- [What needs to be done]:
Reproduce the passage on old age and loneliness word for word, beginning at the words "No one can make" and stopping after "escape the crisis.".

- [Reading passage]:
+---+
In any case, healthy or not, elderly individuals remain what they make of themselves, never defined or definitive. Their freedom involves the need to respond to the fact that they are alive and must satisfy their wishes, in a world where structures are forever unfinished waiting for persistent creation7.
Yes! But what if he is "alone in the dark", waiting for nothing? Who looks for him? Who finds him? Who welcomes him? Who helps him? Who will guide him to where he can reclaim his own path to travel down his own road?
The isolation elderly individuals are insistently forced into refers to the ultimate loneliness of human beings. In their lonely and tense search for meaning in life, where will they go if there is no solidary reference of another who will welcome and understand them? How will they confront the lack of meaning in the work which, unshaken and cold, shows human disappointment when confronting emptiness, nothingness? Beyond all truths there is that which asserts man as a being of relationships. Our greatest original ethical commitment is to understand living as living together.
A crucial issue of phenomenology is considering human life as "being-in-the-world", "being-with-others". In the background of letters of principle, there is an appeal for a new ethical view: nobody is ethical for themselves; one is ethical when lending a helping hand. Here the view of suffering through the eyes of those in pain stands out: we need to look at loneliness, pain, suffering, abandonment, uncertainties felt by others, aiming to look at things from their perspective, from the point of view of their suffering.
No one can make decisions for another. None of us will make decisions about an elderly individual's life. A helping hand, however, will support or even ground a decision. Human crises are part of the history of human time. The old age is a time of crisis. It is the unique time of an elderly individual, waiting for those who are destined to fraternally share with him ways to escape the crisis.
+---+
- [Dataset excerpts]:

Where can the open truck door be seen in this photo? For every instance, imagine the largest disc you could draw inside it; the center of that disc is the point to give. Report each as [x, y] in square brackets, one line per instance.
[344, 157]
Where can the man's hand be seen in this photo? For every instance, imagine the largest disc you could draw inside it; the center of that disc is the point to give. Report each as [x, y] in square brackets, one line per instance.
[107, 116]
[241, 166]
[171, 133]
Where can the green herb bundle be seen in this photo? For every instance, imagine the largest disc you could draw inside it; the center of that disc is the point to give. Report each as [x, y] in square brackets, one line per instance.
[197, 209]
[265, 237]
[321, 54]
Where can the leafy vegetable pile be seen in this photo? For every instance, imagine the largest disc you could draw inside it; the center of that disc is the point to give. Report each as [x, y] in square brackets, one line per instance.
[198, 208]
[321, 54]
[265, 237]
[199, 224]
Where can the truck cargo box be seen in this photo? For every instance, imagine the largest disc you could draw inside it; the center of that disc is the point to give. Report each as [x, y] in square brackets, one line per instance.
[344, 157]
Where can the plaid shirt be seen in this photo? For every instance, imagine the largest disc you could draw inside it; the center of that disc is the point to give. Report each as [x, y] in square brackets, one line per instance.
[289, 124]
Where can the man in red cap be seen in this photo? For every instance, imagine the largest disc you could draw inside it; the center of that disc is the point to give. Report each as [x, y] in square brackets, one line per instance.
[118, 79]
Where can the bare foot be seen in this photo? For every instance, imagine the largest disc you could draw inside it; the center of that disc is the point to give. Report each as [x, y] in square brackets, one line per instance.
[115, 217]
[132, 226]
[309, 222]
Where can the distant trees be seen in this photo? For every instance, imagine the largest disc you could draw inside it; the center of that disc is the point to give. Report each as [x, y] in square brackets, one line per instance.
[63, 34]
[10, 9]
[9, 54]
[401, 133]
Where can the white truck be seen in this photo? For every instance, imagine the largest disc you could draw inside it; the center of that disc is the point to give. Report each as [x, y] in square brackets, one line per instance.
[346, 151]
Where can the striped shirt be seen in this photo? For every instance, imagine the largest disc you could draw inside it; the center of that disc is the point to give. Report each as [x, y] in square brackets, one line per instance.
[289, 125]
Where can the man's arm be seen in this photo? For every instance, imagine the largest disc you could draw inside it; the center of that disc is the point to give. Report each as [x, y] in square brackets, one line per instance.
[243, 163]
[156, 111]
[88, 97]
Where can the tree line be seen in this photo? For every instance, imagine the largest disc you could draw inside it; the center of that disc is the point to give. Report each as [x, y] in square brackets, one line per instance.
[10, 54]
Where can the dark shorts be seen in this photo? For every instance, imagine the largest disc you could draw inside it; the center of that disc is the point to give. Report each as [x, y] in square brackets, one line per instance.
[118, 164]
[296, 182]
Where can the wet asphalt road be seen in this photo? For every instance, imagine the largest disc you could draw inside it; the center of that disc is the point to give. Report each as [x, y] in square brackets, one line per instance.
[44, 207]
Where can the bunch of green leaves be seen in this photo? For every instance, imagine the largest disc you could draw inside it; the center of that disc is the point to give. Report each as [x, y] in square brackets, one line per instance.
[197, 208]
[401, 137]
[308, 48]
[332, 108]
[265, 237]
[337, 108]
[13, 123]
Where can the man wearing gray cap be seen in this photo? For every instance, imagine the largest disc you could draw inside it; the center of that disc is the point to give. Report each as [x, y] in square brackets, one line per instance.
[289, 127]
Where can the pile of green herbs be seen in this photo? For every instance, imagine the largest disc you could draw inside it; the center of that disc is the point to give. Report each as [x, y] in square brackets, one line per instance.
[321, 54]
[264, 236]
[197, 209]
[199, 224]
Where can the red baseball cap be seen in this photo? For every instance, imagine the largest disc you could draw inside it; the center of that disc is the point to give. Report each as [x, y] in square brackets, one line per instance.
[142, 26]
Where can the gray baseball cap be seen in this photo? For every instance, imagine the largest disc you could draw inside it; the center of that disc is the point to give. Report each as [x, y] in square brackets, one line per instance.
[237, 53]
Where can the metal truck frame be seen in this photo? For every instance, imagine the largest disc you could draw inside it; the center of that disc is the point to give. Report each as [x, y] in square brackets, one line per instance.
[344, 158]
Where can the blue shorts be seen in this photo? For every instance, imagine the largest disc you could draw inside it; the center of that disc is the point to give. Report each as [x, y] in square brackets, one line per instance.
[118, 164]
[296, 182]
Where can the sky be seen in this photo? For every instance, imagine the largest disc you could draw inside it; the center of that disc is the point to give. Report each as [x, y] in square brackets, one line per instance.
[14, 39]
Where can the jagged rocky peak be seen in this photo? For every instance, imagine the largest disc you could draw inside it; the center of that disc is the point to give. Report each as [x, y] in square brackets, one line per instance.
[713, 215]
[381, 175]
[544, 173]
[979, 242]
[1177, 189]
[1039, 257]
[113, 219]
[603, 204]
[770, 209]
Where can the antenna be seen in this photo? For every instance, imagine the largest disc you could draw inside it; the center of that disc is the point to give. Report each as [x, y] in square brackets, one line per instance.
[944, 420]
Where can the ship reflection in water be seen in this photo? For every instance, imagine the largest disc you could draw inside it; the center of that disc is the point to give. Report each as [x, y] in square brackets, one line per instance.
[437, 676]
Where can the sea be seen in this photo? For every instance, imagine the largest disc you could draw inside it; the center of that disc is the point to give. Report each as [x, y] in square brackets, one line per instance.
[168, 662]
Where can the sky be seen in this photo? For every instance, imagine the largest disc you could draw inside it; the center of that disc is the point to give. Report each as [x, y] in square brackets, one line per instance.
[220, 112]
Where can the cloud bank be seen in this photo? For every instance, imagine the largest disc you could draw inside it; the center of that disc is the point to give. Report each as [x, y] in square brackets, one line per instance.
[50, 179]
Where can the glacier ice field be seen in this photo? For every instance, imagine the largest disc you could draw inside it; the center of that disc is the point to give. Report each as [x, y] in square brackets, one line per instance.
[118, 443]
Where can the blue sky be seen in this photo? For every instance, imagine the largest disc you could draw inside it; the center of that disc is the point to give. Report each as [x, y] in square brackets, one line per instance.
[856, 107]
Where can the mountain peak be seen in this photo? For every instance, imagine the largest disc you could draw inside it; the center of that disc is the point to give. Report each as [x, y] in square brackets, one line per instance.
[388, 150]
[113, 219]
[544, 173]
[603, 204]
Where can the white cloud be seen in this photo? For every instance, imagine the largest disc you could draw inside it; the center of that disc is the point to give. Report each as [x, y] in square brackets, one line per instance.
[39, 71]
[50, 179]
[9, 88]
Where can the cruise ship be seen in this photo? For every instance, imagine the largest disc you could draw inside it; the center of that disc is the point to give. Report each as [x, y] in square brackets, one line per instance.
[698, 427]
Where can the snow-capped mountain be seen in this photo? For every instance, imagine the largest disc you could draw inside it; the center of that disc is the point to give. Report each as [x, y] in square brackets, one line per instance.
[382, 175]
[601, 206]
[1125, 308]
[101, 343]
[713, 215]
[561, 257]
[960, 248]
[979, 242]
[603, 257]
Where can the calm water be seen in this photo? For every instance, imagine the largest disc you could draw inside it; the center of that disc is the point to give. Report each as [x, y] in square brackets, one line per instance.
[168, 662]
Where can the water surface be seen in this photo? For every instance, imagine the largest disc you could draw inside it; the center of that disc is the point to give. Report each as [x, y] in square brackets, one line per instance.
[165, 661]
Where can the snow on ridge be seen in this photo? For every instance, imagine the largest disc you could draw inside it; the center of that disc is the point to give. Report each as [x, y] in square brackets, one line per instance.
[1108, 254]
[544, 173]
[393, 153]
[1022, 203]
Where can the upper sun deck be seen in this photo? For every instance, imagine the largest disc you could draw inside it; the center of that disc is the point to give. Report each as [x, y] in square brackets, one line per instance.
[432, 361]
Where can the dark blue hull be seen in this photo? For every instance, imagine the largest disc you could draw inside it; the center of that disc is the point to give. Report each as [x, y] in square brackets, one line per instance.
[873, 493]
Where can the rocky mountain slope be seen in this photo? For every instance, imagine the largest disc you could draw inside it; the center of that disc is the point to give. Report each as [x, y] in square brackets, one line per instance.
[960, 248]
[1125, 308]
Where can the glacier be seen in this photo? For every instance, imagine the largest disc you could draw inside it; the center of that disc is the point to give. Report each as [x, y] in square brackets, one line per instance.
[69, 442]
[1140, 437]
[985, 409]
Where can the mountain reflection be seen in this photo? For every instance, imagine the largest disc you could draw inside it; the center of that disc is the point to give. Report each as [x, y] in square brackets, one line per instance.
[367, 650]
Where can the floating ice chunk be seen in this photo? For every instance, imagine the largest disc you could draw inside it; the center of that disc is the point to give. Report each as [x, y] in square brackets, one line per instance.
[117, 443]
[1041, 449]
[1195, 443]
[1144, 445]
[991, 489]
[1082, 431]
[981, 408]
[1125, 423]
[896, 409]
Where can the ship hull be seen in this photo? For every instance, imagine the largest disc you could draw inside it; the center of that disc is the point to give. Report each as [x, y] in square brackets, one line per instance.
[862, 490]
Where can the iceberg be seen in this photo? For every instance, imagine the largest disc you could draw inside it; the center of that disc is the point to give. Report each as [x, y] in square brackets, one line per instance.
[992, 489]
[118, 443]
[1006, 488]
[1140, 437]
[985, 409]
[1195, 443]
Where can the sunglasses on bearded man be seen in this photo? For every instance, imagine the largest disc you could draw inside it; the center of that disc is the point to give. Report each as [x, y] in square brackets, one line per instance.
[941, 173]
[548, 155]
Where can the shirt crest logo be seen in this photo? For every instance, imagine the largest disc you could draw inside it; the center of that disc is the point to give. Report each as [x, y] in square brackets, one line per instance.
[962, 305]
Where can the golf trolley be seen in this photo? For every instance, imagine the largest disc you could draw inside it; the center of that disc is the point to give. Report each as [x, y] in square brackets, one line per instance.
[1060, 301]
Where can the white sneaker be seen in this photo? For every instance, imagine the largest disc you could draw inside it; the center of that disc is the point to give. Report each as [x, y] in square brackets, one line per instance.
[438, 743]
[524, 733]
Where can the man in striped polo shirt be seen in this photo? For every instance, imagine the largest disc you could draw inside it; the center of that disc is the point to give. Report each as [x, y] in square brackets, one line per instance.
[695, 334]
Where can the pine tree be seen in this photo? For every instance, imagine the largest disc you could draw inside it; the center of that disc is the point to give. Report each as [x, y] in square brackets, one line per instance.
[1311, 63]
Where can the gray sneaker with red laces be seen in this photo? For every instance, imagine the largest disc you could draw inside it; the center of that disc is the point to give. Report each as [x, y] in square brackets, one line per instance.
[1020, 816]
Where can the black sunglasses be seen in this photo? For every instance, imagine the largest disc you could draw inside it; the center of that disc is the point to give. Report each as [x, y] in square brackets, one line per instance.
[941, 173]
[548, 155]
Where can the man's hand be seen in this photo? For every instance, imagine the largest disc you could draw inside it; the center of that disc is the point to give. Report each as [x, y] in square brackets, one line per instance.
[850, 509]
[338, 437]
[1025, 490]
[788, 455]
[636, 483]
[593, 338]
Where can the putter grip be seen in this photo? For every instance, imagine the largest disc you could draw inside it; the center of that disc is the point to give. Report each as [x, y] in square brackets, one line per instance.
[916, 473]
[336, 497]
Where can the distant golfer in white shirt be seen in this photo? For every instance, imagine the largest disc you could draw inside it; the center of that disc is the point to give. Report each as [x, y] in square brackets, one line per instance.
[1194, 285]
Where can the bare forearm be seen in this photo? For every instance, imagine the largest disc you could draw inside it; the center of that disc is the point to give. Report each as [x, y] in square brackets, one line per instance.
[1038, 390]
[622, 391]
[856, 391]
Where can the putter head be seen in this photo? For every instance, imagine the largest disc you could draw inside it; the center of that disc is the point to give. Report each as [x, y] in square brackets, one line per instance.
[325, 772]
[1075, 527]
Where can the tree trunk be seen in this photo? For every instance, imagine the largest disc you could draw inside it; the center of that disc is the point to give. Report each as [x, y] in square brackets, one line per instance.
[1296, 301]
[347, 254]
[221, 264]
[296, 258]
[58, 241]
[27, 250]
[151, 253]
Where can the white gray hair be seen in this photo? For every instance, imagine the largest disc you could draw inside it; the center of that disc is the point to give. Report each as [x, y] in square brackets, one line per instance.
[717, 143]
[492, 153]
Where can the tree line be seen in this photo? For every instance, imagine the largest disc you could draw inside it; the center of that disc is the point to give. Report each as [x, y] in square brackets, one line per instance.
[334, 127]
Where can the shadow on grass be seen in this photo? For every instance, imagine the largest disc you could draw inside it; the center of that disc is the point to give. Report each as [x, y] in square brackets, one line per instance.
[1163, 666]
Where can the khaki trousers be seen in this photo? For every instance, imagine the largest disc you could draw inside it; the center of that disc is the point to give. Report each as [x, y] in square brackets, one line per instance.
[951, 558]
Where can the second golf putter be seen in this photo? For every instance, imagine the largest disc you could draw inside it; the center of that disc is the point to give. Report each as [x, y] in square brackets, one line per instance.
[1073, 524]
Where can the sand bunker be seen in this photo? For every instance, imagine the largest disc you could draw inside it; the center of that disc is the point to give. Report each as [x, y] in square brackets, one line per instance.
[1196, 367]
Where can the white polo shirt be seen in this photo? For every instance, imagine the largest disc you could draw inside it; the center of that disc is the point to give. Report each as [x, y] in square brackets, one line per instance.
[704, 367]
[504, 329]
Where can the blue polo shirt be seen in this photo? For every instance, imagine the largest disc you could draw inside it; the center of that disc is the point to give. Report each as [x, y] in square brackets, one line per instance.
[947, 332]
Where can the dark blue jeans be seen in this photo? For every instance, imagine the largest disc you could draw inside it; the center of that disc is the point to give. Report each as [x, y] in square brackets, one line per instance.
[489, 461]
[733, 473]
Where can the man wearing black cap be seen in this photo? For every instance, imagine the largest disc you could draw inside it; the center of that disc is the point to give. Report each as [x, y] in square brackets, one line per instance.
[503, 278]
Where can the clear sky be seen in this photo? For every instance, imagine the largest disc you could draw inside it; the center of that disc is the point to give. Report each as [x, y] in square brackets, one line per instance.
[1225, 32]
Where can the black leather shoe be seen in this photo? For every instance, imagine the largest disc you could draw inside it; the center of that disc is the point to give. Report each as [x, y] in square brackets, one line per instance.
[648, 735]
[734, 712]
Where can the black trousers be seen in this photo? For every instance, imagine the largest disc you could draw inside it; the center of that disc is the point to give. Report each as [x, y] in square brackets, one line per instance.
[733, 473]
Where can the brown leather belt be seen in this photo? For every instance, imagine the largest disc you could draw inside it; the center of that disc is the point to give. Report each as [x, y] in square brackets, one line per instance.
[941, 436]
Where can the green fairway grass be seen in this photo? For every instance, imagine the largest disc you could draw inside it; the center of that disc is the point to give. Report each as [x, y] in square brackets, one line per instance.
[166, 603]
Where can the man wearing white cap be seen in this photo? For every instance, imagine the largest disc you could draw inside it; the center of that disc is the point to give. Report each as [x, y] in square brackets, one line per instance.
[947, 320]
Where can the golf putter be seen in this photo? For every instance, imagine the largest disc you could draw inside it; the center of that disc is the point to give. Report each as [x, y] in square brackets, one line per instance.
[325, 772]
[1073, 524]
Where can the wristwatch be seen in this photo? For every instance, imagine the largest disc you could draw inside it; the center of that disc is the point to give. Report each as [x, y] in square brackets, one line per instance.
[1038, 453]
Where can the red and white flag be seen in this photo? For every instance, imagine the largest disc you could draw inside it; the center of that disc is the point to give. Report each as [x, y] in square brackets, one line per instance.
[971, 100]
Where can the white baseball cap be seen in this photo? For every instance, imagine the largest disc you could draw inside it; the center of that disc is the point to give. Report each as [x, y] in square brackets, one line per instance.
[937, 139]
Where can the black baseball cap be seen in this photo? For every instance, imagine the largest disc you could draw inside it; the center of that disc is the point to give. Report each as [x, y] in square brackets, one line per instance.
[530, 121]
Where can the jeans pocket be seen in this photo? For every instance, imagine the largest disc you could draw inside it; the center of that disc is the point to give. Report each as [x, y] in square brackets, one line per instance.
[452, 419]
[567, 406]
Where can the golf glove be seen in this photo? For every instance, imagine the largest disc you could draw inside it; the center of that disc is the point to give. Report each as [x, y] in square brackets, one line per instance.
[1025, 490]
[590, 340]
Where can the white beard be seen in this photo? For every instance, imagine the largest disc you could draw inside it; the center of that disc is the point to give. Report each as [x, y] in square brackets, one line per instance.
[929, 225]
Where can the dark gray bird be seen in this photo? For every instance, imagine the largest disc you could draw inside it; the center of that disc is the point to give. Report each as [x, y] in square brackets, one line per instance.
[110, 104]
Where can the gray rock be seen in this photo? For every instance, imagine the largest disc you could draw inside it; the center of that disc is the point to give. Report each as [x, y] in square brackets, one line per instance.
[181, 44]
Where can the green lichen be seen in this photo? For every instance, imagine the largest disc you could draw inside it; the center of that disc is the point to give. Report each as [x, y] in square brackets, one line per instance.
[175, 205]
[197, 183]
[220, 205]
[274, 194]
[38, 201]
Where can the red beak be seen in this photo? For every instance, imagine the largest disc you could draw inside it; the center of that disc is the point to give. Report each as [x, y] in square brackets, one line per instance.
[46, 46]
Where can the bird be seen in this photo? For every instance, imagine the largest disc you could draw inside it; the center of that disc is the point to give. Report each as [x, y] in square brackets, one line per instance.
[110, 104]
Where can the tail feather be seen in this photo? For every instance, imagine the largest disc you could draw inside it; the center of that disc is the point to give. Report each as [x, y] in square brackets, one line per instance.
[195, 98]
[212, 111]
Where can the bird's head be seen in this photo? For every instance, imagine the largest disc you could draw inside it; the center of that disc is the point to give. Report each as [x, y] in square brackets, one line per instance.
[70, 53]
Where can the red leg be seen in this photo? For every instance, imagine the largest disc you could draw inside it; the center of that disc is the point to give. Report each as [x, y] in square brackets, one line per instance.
+---+
- [Completed task]:
No one can make decisions for another. None of us will make decisions about an elderly individual's life. A helping hand, however, will support or even ground a decision. Human crises are part of the history of human time. The old age is a time of crisis. It is the unique time of an elderly individual, waiting for those who are destined to fraternally share with him ways to escape the crisis.